Exercise aim: Rewrite the rows below, changing every "drop a dot" to "place a marker" and leaving everything else as it is.

################

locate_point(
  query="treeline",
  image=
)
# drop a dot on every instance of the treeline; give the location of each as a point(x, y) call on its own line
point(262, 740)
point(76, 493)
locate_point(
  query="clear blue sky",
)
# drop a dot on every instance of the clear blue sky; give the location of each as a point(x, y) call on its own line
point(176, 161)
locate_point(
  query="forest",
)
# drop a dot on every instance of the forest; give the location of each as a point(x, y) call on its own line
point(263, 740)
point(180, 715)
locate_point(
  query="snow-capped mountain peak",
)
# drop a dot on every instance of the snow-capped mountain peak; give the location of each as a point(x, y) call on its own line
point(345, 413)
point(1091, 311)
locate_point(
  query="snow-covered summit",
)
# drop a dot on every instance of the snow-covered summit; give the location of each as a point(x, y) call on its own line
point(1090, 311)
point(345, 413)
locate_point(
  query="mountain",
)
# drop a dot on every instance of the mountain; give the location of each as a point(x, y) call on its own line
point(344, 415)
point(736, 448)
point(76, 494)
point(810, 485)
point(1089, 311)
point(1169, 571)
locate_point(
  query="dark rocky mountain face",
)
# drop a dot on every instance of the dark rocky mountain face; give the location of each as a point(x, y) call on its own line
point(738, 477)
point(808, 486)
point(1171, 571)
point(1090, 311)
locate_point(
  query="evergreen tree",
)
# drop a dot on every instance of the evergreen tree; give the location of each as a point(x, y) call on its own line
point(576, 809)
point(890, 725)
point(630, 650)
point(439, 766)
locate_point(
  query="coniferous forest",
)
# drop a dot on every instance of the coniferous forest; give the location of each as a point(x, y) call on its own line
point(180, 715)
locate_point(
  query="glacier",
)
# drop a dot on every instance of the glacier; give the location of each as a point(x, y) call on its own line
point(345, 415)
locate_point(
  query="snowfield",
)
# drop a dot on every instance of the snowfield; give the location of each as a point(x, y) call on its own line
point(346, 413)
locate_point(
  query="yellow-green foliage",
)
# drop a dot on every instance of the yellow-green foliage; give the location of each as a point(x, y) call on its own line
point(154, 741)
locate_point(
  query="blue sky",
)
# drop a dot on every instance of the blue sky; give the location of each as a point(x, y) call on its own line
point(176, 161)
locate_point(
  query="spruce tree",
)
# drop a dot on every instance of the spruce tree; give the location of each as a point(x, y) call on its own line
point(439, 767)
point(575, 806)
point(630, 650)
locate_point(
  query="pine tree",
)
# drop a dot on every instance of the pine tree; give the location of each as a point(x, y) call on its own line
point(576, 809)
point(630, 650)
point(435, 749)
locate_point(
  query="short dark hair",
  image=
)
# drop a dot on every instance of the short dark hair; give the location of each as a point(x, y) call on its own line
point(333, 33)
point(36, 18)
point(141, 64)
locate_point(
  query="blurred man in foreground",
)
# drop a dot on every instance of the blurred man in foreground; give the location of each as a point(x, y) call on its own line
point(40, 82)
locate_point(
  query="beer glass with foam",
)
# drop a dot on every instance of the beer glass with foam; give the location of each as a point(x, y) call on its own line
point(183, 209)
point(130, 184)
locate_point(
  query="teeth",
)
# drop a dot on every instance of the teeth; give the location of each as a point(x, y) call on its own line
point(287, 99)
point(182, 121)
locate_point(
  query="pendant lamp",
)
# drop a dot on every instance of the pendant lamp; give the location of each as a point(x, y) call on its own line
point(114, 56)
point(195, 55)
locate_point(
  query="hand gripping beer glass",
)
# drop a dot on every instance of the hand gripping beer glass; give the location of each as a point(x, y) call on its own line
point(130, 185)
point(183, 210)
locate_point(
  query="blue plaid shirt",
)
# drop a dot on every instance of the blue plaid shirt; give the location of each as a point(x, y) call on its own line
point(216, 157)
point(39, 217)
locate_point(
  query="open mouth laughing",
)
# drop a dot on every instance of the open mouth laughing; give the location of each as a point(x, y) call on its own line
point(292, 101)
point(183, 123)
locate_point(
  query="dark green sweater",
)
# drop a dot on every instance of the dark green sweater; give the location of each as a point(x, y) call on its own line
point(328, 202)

################

Answer to this problem:
locate_point(
  query="treeline",
  image=
)
# place a marker on every instance of the treeline; give the location of each as a point(x, y) call on its own line
point(262, 740)
point(76, 493)
locate_point(
  query="clear blue sky",
)
# place a marker on every instance of the clear blue sky; give the location of each as a point(x, y) call on its own line
point(176, 161)
locate_point(
  query="forest",
)
# place a marker on every instance of the forest; give the location of each as a point(x, y) call on its own line
point(263, 740)
point(180, 715)
locate_point(
  query="snow-capped mountain peak",
)
# place a marker on every instance of the snow-capped mountain peak; give the location of each as a point(x, y) call on its own line
point(345, 413)
point(1091, 311)
locate_point(
  query="snow-covered summit",
)
# place a marker on every instance of the snow-covered summit; give the location of each as a point(x, y) call on its own line
point(1090, 311)
point(345, 413)
locate_point(
  query="mountain",
)
# place a marker on every instance of the mountain; give the location of each as a point(x, y) call on its own line
point(344, 415)
point(736, 448)
point(76, 494)
point(810, 485)
point(1089, 311)
point(1169, 571)
locate_point(
  query="dark rocky mountain face",
)
# place a marker on every instance of the dark rocky mountain face; give the location of each as a point(x, y) call on its own line
point(738, 477)
point(808, 486)
point(1171, 571)
point(1090, 311)
locate_point(
  query="evergreen tree",
)
# place a marker on every instance of the evergreen tree; give the location of each as a point(x, y) call on its own line
point(576, 809)
point(890, 725)
point(630, 650)
point(439, 766)
locate_point(
  query="coniferous forest",
)
# place a marker on every instance of the coniferous forest; give the location of each as a point(x, y) call on its own line
point(180, 715)
locate_point(
  query="glacier",
)
# place a marker on every instance of the glacier; give the location of each as a point(x, y) call on its own line
point(345, 415)
locate_point(
  query="snowfield",
)
# place a marker on every instance of the snowfield; give the location of each as a point(x, y) call on its own line
point(346, 413)
locate_point(
  query="yellow-green foliage",
)
# place a marker on every instance of the yellow-green foliage; give the location of each as a point(x, y) call on its own line
point(154, 741)
locate_point(
  query="blue sky",
)
# place a marker on every instance of the blue sky; give the location of each as a point(x, y) call on its own line
point(176, 161)
locate_point(
  query="spruce tree",
)
# place a marker on every instance of the spruce tree; give the location of each as a point(x, y) call on its own line
point(439, 767)
point(575, 806)
point(630, 650)
locate_point(
  query="pine tree",
)
# place a marker on every instance of the pine tree; give the location of each as a point(x, y) call on its own line
point(576, 809)
point(630, 650)
point(435, 749)
locate_point(
  query="short dark hair",
  image=
)
# place a marker on every instance of the short dark hair; give the location of each as a point(x, y) call on its own line
point(333, 33)
point(36, 18)
point(141, 64)
locate_point(
  query="blurred man in foreground",
)
# place a marker on every instance of the blurred man in foreground; give the location of each as a point(x, y) call on its own line
point(40, 82)
locate_point(
  query="beer glass with foam",
)
# place a marker on every instance of the beer glass with foam; give the location of each as a point(x, y) call on its own line
point(183, 209)
point(130, 184)
locate_point(
  query="teeth",
)
# place a marker on every instance of the teeth; give the location of each as a point(x, y) call on its own line
point(287, 99)
point(182, 121)
locate_point(
  query="pendant lamp",
)
# place a marker on every instance of the pendant lamp; give the location of each as a point(x, y) call on its own line
point(114, 56)
point(195, 55)
locate_point(
  query="hand gripping beer glass",
)
# place a marker on every instance of the hand gripping beer glass; give the location of each as a point(x, y) call on its own line
point(130, 185)
point(183, 210)
locate_point(
  query="blue plaid shirt",
)
# place a marker on every instance of the blue plaid shirt; give the location of each as a point(x, y) call on its own line
point(216, 157)
point(39, 217)
locate_point(
  query="open mouth laughing",
)
# place a marker on every instance of the open mouth laughing; give the location of each as a point(x, y) call on its own line
point(292, 101)
point(183, 123)
locate_point(
  query="dark green sweater",
)
# place a marker on every instance of the dark green sweater; give the location of each as a point(x, y) call on its own line
point(328, 202)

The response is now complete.